──────── EXTRAIT DU DOCUMENT
La nigredo, ou noirceur, représente le premier stade. Elle n'a pas de qualité unique et peut être , pour le "philosophe", l'état initial de la matière primordiale ou, pour celui qui travaille dans son laboratoire, le résultat de la phase de décomposition des éléments. Cette décomposition est suivie par une recomposition consistant en une union des deux polarités féminine et masculine. Et ça n'est pas fini: il y a dissolution, mort du produit de l'union et une nouvelle nigredo.

Ensuite vient l'albedo ou passage au blanc. Ce moment du processus a, pour C.G.Jung,  deux sens possibles. En simplifiant une citation de son ouvrage "Psychologie et alchimie"dont je m'inspire ici : l' âme (symbolique)libérée par la mort est a nouveau unie au corps mort et détermine sa résurrection ou bien,  l'ensemble des couleurs, appelée "la queue du paon" conduit à une couleur unique, le blanc qui contient toutes les couleurs. 

Ce stade du processus représente déjà, pour beaucoup d'alchimistes, un aboutissement. Il est symbolisé par l'argent, ou la lune, et C.G.Jung le compare à l'aube précédant le lever du soleil.

La transition vers le stade ultime, la rubedo ou passage au rouge, se faisait par la citrinitas, ou passage au jaune, associée au soleil et à l'illumination. Après la suppression de cette étape le rouge suivit directement le blanc. A ce stade, le rouge et le blanc, le soleil masculin et la lune féminine (souvent symbolisés par le roi et la reine)  peuvent, au moment où le feu atteint son acmé, célébrer leurs "noces chimiques"  .
────────────────
──────── DONNÉES FOURNIES
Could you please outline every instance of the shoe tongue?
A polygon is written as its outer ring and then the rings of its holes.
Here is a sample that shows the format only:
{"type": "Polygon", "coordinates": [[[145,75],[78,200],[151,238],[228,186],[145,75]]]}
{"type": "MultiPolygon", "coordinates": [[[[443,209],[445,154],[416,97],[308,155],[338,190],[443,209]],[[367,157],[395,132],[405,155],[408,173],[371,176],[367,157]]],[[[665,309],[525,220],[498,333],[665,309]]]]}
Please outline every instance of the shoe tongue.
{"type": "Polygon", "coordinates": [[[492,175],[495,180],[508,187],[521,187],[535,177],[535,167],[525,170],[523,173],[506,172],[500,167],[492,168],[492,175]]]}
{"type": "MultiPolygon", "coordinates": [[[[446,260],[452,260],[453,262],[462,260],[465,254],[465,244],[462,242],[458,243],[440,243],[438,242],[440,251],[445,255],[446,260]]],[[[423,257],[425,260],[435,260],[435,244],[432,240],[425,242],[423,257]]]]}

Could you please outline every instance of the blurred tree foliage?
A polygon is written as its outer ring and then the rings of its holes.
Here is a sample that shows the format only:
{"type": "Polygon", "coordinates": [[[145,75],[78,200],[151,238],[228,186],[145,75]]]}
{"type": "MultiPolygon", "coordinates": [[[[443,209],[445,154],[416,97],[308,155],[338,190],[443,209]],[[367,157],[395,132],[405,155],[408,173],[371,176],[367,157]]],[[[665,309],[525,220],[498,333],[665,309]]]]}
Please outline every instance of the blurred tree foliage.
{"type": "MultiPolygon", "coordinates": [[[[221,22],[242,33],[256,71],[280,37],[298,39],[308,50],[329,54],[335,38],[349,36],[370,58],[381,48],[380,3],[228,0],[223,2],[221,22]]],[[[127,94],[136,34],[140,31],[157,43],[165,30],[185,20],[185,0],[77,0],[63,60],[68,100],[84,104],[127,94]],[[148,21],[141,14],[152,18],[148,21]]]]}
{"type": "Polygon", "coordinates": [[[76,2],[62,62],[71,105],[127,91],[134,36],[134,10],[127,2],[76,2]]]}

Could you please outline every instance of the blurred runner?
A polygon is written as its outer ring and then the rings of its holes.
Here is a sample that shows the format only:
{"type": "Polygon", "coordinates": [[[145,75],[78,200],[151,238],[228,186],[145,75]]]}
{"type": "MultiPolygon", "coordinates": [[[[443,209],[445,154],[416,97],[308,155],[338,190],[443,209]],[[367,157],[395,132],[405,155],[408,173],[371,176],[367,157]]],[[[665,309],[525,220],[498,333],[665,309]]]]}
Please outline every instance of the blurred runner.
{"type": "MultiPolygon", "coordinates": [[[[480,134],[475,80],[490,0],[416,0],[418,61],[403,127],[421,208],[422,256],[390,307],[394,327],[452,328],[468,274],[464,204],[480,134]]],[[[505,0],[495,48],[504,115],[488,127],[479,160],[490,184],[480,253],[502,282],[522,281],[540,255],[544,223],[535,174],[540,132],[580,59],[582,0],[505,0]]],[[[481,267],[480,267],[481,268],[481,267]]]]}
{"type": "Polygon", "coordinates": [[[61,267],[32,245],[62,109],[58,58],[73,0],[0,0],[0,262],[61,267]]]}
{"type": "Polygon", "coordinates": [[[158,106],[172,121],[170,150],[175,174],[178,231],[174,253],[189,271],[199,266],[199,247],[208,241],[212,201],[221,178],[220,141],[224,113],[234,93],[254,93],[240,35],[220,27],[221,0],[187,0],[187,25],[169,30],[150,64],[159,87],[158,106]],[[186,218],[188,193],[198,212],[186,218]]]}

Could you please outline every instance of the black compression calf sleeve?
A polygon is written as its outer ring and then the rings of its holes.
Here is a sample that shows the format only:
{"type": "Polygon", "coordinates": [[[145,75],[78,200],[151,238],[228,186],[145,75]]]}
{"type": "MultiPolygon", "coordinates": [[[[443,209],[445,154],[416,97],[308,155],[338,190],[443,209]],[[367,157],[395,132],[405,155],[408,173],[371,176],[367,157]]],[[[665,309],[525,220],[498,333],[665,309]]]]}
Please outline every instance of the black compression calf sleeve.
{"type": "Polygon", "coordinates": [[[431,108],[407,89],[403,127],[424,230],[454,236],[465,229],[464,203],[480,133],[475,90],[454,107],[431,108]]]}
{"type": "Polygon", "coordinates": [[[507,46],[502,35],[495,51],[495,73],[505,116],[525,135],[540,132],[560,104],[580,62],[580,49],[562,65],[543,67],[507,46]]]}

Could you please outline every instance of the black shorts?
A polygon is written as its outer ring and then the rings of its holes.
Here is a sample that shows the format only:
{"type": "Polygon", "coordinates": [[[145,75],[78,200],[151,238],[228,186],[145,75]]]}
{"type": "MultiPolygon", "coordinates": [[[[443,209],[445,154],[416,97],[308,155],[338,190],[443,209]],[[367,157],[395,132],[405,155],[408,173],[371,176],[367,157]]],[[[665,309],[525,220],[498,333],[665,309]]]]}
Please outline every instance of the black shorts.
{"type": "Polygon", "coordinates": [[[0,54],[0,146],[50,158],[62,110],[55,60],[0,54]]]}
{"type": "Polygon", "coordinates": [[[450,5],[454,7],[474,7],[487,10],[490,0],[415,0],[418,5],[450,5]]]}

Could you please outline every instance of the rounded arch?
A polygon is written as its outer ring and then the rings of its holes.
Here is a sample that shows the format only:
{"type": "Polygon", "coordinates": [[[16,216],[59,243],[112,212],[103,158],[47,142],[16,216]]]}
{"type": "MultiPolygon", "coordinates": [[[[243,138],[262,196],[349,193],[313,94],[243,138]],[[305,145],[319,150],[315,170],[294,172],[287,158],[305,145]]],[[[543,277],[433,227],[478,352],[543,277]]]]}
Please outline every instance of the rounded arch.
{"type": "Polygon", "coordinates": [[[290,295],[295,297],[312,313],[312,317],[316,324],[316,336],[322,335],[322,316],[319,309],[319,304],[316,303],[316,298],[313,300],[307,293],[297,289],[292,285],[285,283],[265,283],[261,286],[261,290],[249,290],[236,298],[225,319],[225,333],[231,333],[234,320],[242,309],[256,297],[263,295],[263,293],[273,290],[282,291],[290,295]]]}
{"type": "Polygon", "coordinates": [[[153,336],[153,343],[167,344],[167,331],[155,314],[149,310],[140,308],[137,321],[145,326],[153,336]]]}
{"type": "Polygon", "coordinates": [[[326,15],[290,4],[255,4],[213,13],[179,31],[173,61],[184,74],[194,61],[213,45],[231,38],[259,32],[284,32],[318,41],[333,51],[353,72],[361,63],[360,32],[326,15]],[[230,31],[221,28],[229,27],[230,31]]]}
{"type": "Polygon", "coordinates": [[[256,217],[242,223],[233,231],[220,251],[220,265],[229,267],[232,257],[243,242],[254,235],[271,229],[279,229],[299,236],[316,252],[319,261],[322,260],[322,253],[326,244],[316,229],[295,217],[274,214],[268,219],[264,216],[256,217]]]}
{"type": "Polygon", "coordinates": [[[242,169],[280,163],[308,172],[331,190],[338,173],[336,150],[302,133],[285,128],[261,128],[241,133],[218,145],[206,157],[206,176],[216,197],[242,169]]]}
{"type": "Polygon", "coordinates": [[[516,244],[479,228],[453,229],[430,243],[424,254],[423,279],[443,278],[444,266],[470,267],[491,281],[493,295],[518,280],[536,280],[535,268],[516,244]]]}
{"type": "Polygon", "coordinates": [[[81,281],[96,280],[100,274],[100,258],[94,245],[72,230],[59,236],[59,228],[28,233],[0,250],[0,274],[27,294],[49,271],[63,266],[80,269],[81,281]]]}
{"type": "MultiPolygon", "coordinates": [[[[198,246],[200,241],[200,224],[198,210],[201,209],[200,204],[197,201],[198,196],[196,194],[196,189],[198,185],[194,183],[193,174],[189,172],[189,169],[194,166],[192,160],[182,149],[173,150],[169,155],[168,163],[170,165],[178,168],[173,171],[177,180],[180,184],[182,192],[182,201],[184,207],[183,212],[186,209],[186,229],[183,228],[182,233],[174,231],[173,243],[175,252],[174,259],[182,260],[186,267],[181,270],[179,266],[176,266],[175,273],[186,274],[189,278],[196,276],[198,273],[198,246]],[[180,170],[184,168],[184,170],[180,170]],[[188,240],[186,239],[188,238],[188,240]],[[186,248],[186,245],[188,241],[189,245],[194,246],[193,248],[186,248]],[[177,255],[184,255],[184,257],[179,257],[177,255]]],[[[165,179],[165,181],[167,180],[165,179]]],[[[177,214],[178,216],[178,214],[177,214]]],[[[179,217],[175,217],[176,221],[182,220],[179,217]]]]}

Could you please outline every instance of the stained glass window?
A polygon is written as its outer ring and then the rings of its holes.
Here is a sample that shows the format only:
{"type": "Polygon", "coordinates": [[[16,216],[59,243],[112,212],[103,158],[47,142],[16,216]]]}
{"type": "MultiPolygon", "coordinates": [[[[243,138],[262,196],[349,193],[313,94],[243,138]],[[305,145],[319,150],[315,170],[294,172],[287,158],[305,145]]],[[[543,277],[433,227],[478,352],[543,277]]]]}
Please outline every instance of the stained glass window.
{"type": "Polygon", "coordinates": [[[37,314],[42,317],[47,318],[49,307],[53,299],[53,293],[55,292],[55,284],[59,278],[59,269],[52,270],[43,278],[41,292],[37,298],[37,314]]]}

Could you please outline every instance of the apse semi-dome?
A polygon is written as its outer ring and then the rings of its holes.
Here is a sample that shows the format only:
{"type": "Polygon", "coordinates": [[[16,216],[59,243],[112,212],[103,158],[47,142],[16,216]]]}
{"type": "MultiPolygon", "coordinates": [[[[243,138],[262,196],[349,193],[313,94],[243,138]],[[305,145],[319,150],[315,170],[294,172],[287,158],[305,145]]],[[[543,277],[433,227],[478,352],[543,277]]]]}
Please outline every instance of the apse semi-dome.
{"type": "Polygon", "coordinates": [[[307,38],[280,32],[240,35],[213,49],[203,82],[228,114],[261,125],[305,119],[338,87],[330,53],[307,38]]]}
────────────────
CONSIGNES:
1. Indiquez si chacune des affirmations suivantes concorde avec l'extrait sur les stades alchimiques, en répondant par oui ou par non et en citant les mots décisifs de l'extrait : (a) C.G. Jung compare l'albedo à l'aube précédant le lever du soleil ; (b) l'albedo est symbolisé par l'or ; (c) la citrinitas est associée à la lune.
2. Transcrivez le passage de l'extrait sur les stades alchimiques qui commence par « Ensuite vient l'albedo » et se poursuit jusqu'à « toutes les couleurs. ».
Les lignes fournies ne sont pas nécessaires pour ce travail.

RÉPONSES PAR CONSIGNE:
1.
(a) Oui : « C.G.Jung le compare à l'aube précédant le lever du soleil ».
(b) Non : « Il est symbolisé par l'argent, ou la lune ».
(c) Non : « associée au soleil et à l'illumination ».

2.
Ensuite vient l'albedo ou passage au blanc. Ce moment du processus a, pour C.G.Jung,  deux sens possibles. En simplifiant une citation de son ouvrage "Psychologie et alchimie"dont je m'inspire ici : l' âme (symbolique)libérée par la mort est a nouveau unie au corps mort et détermine sa résurrection ou bien,  l'ensemble des couleurs, appelée "la queue du paon" conduit à une couleur unique, le blanc qui contient toutes les couleurs.